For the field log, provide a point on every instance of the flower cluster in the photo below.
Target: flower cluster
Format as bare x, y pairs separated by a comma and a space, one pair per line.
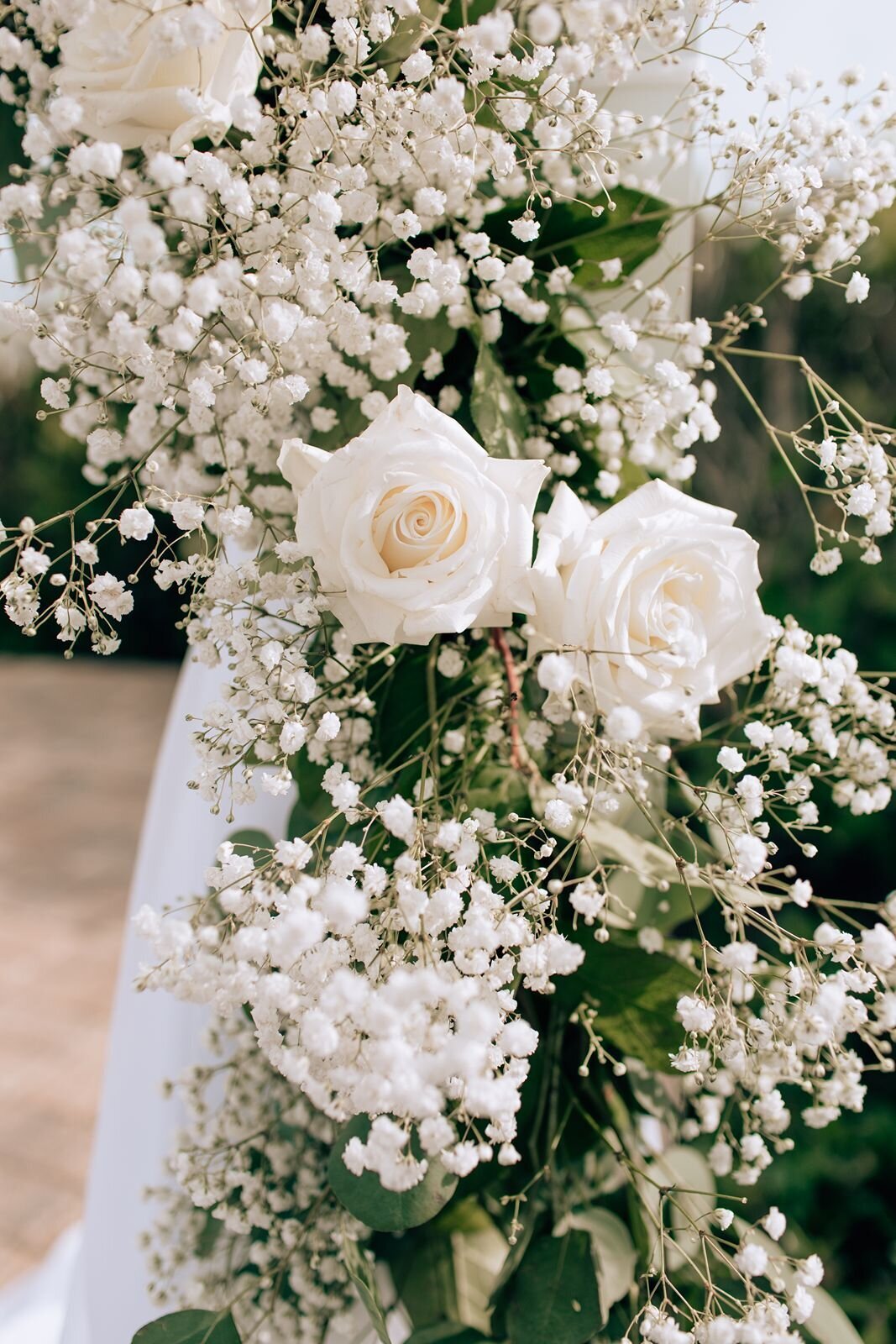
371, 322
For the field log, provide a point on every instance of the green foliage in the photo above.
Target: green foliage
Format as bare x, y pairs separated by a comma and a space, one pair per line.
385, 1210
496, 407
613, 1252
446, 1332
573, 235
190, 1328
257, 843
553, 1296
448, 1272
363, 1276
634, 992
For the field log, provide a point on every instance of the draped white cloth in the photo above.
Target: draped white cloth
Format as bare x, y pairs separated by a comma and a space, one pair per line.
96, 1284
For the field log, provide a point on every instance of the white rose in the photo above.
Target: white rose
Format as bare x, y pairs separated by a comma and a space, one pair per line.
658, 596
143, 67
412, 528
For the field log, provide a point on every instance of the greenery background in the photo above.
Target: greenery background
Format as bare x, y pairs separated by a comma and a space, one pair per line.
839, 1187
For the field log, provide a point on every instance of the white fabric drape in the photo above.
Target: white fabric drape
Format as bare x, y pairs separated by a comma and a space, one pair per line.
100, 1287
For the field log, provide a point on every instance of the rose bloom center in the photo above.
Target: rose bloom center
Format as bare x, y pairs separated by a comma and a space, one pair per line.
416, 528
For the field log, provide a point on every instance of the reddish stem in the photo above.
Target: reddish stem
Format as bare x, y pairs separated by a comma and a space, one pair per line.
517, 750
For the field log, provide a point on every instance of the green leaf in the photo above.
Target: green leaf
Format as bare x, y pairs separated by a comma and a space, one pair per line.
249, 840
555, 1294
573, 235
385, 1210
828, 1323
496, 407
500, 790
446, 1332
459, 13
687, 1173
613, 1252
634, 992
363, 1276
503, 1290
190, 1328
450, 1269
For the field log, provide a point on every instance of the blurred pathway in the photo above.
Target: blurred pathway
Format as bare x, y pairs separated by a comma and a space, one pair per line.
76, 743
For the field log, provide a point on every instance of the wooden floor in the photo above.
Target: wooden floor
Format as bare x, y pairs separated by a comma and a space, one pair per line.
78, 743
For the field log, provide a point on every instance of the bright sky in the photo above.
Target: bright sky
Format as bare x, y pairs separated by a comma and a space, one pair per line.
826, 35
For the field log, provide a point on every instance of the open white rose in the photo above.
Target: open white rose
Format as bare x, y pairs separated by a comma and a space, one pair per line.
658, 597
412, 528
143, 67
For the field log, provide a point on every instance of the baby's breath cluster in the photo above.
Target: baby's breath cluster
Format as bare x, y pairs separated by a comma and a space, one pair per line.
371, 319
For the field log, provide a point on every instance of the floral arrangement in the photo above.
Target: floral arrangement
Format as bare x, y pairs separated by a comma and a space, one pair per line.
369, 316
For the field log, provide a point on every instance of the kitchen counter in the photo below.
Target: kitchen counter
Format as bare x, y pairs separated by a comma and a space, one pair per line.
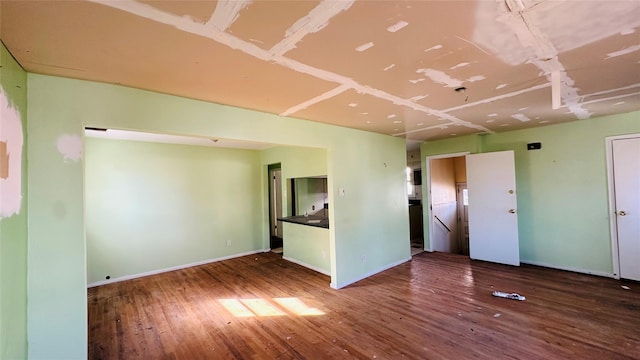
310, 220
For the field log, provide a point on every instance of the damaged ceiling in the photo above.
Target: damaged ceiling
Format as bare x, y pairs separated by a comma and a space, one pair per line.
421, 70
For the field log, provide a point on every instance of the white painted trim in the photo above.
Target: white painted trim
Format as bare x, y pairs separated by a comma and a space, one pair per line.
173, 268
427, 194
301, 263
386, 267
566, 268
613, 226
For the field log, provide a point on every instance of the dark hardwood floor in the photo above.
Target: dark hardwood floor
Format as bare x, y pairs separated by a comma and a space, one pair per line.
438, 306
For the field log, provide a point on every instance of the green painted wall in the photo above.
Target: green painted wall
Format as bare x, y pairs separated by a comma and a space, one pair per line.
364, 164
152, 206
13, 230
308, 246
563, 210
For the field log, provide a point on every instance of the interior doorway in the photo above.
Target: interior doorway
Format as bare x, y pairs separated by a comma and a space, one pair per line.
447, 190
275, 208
-=-=-=-=-
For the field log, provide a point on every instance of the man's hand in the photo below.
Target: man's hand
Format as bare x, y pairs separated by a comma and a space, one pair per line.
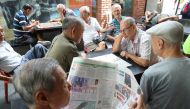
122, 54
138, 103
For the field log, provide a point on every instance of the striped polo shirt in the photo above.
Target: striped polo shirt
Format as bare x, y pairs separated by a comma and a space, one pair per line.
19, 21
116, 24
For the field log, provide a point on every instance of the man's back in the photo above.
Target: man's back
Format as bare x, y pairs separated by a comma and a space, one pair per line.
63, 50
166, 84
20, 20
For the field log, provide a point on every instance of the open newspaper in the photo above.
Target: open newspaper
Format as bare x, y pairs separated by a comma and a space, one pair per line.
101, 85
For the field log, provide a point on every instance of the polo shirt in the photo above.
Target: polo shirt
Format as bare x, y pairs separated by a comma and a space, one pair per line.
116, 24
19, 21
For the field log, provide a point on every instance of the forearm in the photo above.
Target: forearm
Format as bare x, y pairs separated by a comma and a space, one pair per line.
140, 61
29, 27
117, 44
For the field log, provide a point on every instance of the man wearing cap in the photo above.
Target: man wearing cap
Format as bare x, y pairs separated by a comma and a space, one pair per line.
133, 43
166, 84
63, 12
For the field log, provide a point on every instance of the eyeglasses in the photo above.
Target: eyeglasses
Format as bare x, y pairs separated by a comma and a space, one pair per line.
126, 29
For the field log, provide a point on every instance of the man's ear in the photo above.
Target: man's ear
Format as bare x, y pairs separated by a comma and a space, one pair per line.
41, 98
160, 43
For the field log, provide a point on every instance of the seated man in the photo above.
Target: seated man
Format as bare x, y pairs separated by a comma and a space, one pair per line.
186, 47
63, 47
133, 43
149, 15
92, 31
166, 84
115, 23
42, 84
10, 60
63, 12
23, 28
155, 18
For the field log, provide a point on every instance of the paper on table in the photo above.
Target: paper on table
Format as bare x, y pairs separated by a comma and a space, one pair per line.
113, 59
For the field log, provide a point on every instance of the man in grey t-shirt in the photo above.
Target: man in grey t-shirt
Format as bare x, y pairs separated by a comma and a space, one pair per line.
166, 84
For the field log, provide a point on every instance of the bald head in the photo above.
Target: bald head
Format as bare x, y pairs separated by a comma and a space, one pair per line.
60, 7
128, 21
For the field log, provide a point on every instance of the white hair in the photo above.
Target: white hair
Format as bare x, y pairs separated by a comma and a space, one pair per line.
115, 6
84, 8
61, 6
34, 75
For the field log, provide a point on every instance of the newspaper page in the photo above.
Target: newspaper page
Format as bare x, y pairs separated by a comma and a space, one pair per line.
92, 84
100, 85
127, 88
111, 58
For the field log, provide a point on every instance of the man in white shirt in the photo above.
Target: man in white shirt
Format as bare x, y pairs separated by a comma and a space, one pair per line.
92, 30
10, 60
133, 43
-=-=-=-=-
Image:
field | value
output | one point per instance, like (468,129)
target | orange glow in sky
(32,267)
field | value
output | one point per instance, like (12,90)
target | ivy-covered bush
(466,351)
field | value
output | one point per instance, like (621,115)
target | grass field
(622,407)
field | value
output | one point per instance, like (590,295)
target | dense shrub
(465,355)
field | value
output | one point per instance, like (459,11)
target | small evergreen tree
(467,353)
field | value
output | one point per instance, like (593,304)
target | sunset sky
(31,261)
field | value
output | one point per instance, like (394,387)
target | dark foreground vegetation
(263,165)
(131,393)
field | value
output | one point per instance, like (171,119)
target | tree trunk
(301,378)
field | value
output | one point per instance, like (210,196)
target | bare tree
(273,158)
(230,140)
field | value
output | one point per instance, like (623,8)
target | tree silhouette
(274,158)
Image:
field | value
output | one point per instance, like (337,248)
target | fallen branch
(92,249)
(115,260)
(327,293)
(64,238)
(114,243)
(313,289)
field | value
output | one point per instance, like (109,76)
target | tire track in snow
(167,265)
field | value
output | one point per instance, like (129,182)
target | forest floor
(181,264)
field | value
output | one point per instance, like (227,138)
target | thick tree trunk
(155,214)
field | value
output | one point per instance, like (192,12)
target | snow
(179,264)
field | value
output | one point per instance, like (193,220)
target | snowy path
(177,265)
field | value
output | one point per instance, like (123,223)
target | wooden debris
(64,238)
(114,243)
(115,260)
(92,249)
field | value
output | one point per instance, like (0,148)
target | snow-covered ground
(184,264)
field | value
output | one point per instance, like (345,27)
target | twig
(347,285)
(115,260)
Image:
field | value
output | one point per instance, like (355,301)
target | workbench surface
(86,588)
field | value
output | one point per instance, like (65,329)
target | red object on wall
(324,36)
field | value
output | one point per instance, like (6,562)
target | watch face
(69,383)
-=-=-=-=-
Exercise prompt = Look above for the line with "cluster in the photo below." and the line with "foliage in the photo above.". Give again exactly those two lines and all lines between them, pictures excluded.

Response for this exercise =
For the field log, provide a point on every instance of the flower cluster in the photo below.
Target: flower cluster
Format as bare x, y pairs separated by a comma and a space, one pair per line.
371, 322
For the field log, provide a point on every instance of the green foliage in the photo above.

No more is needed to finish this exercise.